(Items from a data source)
....

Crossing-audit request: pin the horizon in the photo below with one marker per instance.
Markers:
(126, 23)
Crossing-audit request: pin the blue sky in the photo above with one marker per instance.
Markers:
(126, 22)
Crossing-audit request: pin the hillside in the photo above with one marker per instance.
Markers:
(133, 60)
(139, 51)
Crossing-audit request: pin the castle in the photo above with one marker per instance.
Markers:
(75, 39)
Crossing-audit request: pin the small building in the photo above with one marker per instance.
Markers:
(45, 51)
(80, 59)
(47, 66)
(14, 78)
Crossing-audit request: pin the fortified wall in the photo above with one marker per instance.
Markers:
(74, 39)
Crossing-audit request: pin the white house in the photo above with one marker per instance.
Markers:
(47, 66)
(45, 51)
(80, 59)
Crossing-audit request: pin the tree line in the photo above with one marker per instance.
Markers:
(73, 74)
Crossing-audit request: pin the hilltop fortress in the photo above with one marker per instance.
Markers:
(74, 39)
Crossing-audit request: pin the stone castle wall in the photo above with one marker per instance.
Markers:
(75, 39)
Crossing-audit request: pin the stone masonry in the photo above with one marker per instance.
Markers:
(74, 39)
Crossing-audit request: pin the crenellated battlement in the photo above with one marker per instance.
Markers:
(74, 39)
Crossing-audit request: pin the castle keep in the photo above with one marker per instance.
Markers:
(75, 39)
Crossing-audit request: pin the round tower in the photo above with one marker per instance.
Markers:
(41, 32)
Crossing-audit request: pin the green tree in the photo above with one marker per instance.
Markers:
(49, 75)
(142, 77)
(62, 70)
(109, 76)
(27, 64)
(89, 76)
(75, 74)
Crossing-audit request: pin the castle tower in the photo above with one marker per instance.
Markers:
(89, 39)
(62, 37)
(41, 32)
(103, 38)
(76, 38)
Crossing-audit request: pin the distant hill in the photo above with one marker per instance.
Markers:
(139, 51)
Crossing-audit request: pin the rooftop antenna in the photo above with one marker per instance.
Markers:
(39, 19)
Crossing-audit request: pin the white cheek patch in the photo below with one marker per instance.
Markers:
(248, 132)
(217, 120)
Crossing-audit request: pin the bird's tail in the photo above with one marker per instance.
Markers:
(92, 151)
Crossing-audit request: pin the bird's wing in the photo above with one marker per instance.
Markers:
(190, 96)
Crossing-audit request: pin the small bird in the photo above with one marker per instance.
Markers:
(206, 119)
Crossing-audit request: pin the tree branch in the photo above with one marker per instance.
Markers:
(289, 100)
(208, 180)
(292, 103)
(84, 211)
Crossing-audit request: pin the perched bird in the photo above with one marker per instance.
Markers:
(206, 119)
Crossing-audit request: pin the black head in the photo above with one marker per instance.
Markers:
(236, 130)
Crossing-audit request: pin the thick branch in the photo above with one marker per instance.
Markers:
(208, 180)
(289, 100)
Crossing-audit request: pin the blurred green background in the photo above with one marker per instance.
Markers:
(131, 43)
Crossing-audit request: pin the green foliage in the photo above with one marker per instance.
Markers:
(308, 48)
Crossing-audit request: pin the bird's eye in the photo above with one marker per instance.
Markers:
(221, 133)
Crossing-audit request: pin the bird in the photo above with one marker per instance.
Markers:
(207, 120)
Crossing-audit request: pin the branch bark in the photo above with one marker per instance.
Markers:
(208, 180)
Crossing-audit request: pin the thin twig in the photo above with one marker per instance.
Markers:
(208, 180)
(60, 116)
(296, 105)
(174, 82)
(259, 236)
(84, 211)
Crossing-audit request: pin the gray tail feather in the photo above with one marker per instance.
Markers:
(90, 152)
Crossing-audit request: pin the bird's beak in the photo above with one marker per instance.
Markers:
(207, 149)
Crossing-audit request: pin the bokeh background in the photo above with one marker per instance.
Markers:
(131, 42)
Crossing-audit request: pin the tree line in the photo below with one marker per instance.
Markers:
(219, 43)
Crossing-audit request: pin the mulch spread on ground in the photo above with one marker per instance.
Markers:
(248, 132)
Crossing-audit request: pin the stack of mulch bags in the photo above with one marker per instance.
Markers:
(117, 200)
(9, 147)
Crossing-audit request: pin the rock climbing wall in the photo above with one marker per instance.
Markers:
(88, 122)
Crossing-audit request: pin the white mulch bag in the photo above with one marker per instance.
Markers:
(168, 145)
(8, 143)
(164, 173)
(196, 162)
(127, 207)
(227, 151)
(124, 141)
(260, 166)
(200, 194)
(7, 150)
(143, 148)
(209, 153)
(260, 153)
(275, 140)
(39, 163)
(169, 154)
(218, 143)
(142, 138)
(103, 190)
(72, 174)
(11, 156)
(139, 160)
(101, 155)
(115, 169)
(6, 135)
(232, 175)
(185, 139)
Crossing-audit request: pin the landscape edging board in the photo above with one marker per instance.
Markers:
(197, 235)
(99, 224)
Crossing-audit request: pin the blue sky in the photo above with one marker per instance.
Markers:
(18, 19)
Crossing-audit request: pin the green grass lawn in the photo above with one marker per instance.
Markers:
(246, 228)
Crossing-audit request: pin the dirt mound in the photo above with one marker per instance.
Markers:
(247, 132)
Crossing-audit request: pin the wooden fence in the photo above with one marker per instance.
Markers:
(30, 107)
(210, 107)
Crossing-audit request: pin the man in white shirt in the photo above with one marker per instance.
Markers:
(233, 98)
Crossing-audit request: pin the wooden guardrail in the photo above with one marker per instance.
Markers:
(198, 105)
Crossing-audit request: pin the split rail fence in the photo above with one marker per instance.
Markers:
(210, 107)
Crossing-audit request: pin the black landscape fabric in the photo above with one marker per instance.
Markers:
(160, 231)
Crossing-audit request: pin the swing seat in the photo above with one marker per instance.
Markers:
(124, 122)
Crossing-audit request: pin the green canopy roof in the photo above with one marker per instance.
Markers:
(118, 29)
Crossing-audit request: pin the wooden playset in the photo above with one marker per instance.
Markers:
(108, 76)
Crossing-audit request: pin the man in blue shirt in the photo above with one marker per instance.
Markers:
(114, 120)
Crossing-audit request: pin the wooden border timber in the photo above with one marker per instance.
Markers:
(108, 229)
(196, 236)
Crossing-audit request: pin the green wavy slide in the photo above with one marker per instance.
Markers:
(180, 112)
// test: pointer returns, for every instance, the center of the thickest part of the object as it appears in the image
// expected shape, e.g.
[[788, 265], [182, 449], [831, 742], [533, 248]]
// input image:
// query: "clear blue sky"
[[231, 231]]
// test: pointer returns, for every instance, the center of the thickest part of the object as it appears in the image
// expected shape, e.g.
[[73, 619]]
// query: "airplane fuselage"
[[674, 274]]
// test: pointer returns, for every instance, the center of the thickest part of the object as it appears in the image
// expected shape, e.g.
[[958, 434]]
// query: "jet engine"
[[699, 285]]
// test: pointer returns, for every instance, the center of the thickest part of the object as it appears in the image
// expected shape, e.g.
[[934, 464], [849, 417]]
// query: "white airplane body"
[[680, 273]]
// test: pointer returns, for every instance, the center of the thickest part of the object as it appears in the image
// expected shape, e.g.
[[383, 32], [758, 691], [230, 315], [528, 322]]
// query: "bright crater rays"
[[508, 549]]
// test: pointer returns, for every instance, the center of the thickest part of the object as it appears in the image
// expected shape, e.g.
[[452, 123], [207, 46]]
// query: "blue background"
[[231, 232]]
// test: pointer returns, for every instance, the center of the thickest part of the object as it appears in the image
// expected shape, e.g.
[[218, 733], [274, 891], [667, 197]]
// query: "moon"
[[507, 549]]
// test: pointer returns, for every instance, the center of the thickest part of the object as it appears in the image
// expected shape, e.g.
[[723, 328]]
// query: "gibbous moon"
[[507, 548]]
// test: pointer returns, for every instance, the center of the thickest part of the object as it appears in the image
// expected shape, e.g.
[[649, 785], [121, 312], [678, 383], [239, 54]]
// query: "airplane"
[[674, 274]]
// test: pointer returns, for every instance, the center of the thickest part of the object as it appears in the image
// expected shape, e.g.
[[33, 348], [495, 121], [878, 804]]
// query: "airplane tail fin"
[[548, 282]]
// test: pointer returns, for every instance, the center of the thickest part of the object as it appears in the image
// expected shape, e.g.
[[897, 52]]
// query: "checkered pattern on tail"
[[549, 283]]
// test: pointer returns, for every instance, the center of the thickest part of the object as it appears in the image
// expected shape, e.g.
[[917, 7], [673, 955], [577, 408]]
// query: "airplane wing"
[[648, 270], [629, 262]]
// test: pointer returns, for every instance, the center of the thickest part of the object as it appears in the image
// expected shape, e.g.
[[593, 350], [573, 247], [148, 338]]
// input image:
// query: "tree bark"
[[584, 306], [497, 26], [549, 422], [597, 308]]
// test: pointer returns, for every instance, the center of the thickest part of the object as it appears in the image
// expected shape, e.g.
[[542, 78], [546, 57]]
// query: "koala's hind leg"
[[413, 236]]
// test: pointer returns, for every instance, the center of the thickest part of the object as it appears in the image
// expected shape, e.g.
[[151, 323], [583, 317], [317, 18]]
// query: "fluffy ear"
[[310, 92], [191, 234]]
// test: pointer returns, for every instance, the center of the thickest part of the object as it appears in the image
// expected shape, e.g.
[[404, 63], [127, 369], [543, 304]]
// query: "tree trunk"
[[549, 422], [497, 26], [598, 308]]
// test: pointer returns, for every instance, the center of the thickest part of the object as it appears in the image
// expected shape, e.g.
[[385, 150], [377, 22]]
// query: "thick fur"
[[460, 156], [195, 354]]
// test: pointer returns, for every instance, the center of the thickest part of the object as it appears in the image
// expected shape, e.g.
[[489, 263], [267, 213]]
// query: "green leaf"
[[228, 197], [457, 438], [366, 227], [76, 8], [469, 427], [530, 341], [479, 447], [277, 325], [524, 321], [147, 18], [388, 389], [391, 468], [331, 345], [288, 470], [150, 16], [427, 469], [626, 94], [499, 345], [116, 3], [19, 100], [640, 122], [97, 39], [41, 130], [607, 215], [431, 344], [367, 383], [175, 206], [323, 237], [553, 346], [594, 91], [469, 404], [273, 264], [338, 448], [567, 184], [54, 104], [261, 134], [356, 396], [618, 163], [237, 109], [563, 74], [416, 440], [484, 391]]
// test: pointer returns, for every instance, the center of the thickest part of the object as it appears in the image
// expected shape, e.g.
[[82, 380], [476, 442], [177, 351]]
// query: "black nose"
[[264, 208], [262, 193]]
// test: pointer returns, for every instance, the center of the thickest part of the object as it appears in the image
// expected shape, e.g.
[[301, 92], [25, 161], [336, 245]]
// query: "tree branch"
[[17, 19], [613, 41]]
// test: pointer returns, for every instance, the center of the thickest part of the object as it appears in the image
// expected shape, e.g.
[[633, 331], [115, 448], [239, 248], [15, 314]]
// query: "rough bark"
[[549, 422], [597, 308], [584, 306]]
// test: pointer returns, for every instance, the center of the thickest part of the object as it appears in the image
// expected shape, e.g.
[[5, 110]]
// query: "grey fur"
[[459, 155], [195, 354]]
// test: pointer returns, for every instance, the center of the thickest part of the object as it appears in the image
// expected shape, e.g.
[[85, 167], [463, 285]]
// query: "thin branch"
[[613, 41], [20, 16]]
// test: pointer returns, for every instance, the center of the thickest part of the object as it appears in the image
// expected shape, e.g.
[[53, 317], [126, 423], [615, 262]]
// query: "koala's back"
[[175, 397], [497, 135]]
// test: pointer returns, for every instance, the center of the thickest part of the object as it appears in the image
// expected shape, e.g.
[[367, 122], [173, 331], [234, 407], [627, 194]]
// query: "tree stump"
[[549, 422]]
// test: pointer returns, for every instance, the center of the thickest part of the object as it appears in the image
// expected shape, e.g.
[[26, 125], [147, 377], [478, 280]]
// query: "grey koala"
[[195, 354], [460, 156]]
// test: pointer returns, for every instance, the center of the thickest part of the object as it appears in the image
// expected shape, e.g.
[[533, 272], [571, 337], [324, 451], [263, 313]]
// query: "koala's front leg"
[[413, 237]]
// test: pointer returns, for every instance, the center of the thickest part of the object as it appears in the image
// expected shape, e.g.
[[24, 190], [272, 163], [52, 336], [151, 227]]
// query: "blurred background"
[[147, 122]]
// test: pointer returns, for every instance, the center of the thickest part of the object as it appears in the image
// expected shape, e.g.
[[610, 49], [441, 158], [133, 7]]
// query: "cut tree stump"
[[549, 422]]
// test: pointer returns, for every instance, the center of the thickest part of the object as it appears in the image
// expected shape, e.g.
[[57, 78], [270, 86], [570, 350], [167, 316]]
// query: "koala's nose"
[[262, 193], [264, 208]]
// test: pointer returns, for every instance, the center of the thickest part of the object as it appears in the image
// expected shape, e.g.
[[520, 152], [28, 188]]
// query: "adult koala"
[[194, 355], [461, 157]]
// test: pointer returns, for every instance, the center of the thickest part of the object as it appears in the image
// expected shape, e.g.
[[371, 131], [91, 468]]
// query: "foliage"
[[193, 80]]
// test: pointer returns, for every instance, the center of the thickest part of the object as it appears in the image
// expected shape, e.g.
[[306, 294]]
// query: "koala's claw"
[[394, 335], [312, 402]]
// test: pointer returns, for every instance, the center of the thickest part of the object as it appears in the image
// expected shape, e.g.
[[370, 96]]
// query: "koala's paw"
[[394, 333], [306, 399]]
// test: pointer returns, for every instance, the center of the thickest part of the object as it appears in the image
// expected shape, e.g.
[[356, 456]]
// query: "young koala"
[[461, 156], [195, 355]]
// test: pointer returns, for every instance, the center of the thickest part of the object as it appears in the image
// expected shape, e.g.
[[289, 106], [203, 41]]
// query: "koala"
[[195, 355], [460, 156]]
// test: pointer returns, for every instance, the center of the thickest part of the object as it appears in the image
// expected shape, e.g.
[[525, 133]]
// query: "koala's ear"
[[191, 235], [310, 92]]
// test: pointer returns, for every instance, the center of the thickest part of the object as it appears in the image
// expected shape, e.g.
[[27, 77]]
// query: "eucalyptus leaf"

....

INSTRUCTIONS FOR THE TASK:
Which lines of the data include "mulch"? Copy each of them.

OUTPUT BELOW:
Crossing-audit request: pin the mulch spread on ground in the photo above with one marker per instance.
Crossing-audit request: pin the stack of mulch bags in the photo above with one marker per instance.
Crossing-audit request: pin the white mulch bag in the photo above with one marker per instance.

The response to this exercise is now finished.